• [TASK BRIEF] Please print all of the entries, matching them exactly.

**** GIVEN INFORMATION

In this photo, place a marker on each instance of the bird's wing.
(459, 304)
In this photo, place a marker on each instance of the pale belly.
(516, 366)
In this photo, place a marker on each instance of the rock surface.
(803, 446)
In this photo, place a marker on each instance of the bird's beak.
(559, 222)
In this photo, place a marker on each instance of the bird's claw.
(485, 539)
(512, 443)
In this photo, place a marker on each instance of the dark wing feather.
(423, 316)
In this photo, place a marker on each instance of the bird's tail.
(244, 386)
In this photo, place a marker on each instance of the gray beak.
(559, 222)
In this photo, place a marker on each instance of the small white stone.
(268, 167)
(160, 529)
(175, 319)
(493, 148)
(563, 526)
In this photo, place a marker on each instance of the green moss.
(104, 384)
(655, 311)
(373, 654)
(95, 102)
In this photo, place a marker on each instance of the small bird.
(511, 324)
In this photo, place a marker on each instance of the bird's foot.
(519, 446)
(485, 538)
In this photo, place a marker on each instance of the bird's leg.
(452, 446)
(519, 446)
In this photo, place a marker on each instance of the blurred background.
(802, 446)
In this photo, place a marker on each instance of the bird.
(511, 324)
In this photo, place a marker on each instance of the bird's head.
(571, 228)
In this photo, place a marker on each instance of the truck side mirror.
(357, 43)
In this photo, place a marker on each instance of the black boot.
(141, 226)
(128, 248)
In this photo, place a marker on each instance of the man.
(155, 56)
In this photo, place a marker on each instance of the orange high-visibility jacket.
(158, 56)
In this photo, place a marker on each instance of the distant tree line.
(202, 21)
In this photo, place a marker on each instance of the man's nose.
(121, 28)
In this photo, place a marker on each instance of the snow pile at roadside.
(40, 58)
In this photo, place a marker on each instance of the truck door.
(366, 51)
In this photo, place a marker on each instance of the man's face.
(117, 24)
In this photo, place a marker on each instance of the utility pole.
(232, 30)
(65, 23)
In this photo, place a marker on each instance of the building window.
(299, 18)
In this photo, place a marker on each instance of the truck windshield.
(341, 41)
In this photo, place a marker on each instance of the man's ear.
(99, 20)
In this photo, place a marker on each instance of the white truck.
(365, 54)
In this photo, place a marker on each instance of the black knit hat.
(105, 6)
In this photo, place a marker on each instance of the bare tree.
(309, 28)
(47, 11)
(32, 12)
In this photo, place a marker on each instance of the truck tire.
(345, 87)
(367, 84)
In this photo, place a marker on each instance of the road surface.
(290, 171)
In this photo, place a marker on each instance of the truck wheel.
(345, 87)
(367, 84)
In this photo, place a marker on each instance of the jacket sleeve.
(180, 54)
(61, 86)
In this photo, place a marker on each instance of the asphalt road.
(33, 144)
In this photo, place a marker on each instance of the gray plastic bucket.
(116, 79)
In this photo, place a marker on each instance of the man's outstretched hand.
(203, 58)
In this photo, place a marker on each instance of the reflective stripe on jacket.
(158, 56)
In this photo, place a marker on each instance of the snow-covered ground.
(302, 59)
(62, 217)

********

• [RESPONSE]
In this photo, place a marker on each instance of the bird's wing.
(459, 304)
In this photo, place a marker on each instance of the pale belly.
(516, 366)
In this photo, place a marker on each instance of the rock surface.
(803, 446)
In this photo, place a marker on each instance of the bird's beak.
(559, 222)
In this photo, place a marker on each instance of the bird's claw.
(485, 539)
(512, 443)
In this photo, place a marker on each instance of the dark wing feather.
(423, 316)
In this photo, place a marker on each instance of the bird's tail.
(244, 386)
In this photo, place a marker on each instance of the gray beak.
(559, 222)
In this photo, place a marker on each instance of the small white stone.
(268, 167)
(160, 529)
(175, 319)
(493, 148)
(563, 526)
In this photo, place a marker on each instance of the green moss.
(104, 384)
(655, 311)
(373, 654)
(95, 102)
In this photo, place a marker on each instance of the small bird.
(511, 324)
In this photo, place a marker on each instance of the bird's foot.
(519, 446)
(485, 538)
In this photo, place a marker on each instance of the bird's leg.
(452, 446)
(519, 446)
In this photo, place a marker on each instance of the blurred background.
(802, 446)
In this photo, place a marker on each instance of the bird.
(511, 324)
In this photo, place a marker on each instance of the bird's head.
(571, 228)
In this photo, place a marker on each instance of the truck side mirror.
(357, 43)
In this photo, place a marker on each instance of the black boot.
(141, 226)
(128, 248)
In this photo, place a marker on each instance of the man.
(155, 56)
In this photo, place a marker on each instance of the orange high-visibility jacket.
(158, 56)
In this photo, place a marker on each instance of the distant tree line.
(202, 21)
In this photo, place a marker on each instance of the man's nose.
(121, 28)
In this photo, place a marker on each instance of the snow pile at roadside.
(40, 58)
In this photo, place a marker on each instance of the truck door.
(366, 51)
In this photo, place a marker on each instance of the man's face.
(117, 24)
In this photo, place a marker on each instance of the utility pole.
(232, 30)
(65, 23)
In this photo, place a marker on each instance of the building window.
(299, 18)
In this photo, place a marker on each instance of the truck windshield.
(341, 41)
In this photo, place a marker on each instance of the man's ear.
(99, 20)
In this photo, place a marker on each instance of the white truck.
(365, 54)
In this photo, place a marker on each instance of the black knit hat.
(105, 6)
In this photo, place a marker on each instance of the bare tree.
(309, 28)
(47, 11)
(32, 12)
In this photo, place a marker on each instance of the truck tire.
(345, 87)
(367, 84)
In this photo, place a marker on each instance of the road surface.
(290, 171)
In this photo, place a marker on each instance of the truck wheel.
(345, 87)
(367, 84)
In this photo, place a marker on each instance of the jacket sleeve.
(180, 54)
(61, 86)
In this photo, place a marker on each instance of the asphalt road.
(33, 144)
In this photo, place a marker on each instance of the gray plastic bucket.
(116, 79)
In this photo, place a marker on each instance of the man's outstretched hand.
(203, 58)
In this photo, place a marker on each instance of the reflective stripe on jacket.
(158, 56)
In this photo, place a marker on each instance of the snow-covered ground.
(302, 59)
(62, 217)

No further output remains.